KÖŞE YAZILARIMelike Birgölge

İnşaat Hayatlar – Melike Birgölge yazdı…

Size yarım kalmış bir inşaat emanet etseler…
Ve deseler ki bunu tamamlayacaksınız.
İyi de nasıl bir inşaat bu?

Temeli çok sağlam olmayan, tuğlalarını kırgınlıkların, pişmanlıkların, olumsuzlukların, karamsarlıkların, çimentosunu da un ufak olan kum tanelerini andıran anıların ve geçmişin oluşturduğu…
Ne dersiniz?
Cesaret edebilir misiniz?

Yarım kalan bu inşaatı güzel bir yapıya dönüştürmek üzere kolları sıvayıp işe başlamayı kabul eder misiniz yoksa ‘Hayır’ diyerek işin kolayına mı kaçarsınız?

Böyle inşaatlarla çok karşılaşmıyor muyuz günümüzde?

Bu tür yarım kalmış inşaatlar, hayatımız, bizim hayatımız.

O yüzden tekrar soruyorum. Yarım kalan bu inşaatı güzel bir yapıya dönüştürmek üzere kolları sıvayıp işe başlamayı kabul eder misiniz yoksa ‘Hayır’ diyerek işin kolayına mı kaçarsınız?

Temelinde sevginin, güvenin, umudun olduğu; iyilik, sevecenlik, dürüstlük, olumlu düşüncenin tuğlalarının gösterdiği inşaatın; çimentosunu da aşkın, mutlulukların, başarıların, tutkuların; zaman süzgeci ve akıl eleğinden geçen kum tanelerini andıran pişmanlıkların, karamsarlıkların, ikilemlerin, çaresizliklerin oluşturduğu, hüzün ve acılardan akan gözyaşlarıyla karılan harçlarla yapılan, tüm zorluk ve olumsuzluklara rağmen ortaya çıkan güzel bir inşaat!

Bu inşaat öyle bir yapılmalı ki, kaç şiddetinde ve kaç defa sarsıntı geçirirse geçirsin yıkılmayacak bir yapı olmalı.

Kolay mı acaba yarım kalmış bir inşaatı bitirip, insanların imreneceği bir yapıya imza atmak?

Sizi bilmiyorum ama benim hayatım ya da yarım kalan yaşadıklarım böyle bir inşaatı andırırsa bunu en güzel yapıya dönüştürmemin zor olmadığını bir dost öğretti bana.

Okuduğum ve başucumdan ayırmadığım ‘İyi Hayat’ adlı kitap…

Hangimiz onun üzerine kafa yormadık?
Kimi zaman onun boş ve anlamsız ya da insanı tüketen bir şey olduğunu düşünmedik?
Büyük acılar karşısında hangimiz kabuğumuza çekilip, hangimiz olumsuzluklardan dersler çıkararak yaşamımıza yeni bir yön vermedik?

» İstenen iş:
Şu ifadelerin yukarıdaki köşe yazısıyla uyuşup uyuşmadığını evet ya da hayır ile belirtin ve her birinde karar veren sözleri yazıdan olduğu gibi alıntılayın: 1. Yarım kalmış inşaatların hayatımız olduğu söylenir. 2. Yazar, yarım kalan yaşadıklarını güzel bir yapıya dönüştürmenin zor olduğunu bir dosttan öğrendiğini belirtir. 3. Yapılacak inşaatın sarsıntılara karşı yıkılmaz olması gerektiği ifade edilir.

» Ham veri:
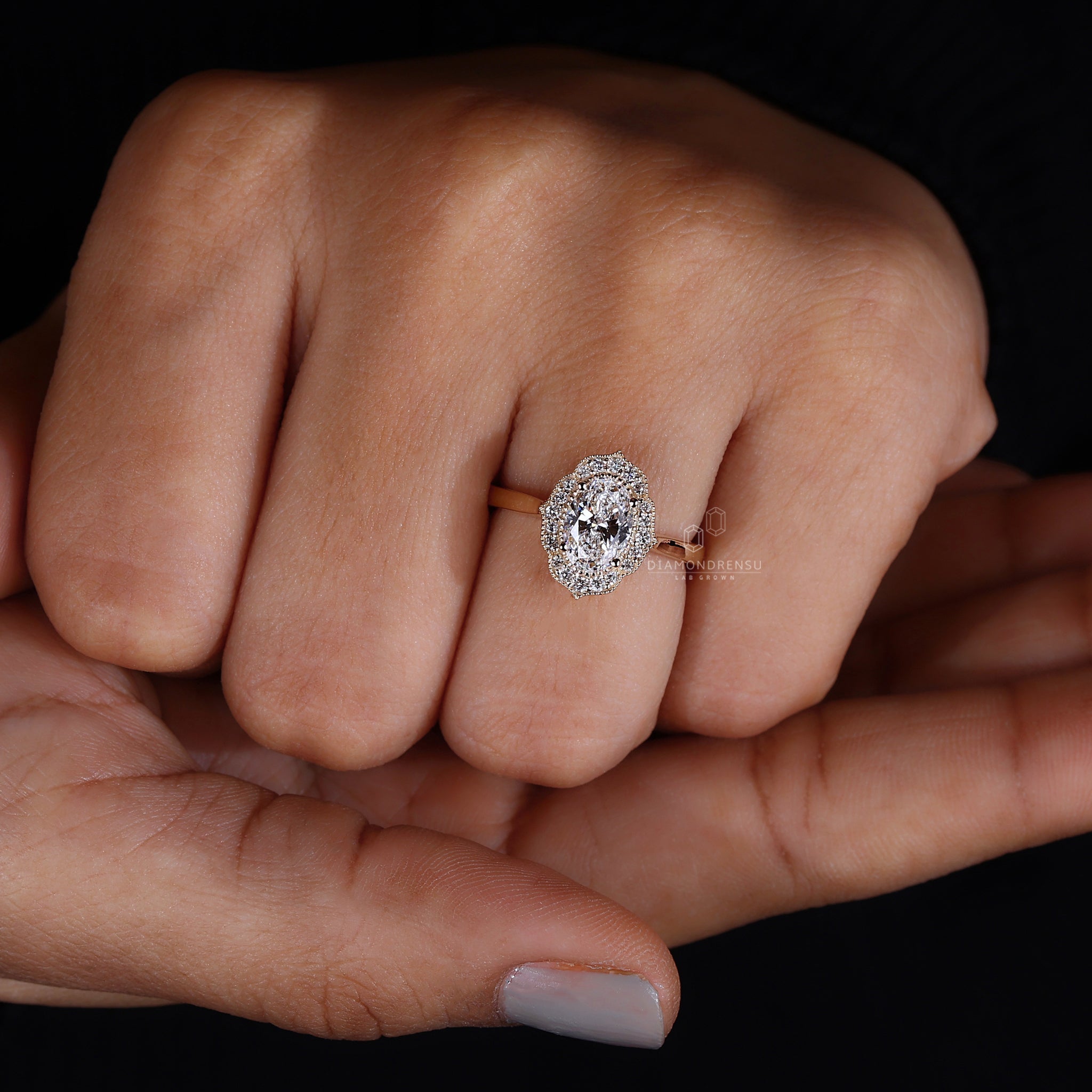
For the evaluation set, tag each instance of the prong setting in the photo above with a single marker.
(599, 524)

» Yanıt:
1. Evet: "Bu tür yarım kalmış inşaatlar, hayatımız, bizim hayatımız."
2. Hayır: "bunu en güzel yapıya dönüştürmemin zor olmadığını bir dost öğretti bana."
3. Evet: "kaç şiddetinde ve kaç defa sarsıntı geçirirse geçirsin yıkılmayacak bir yapı olmalı."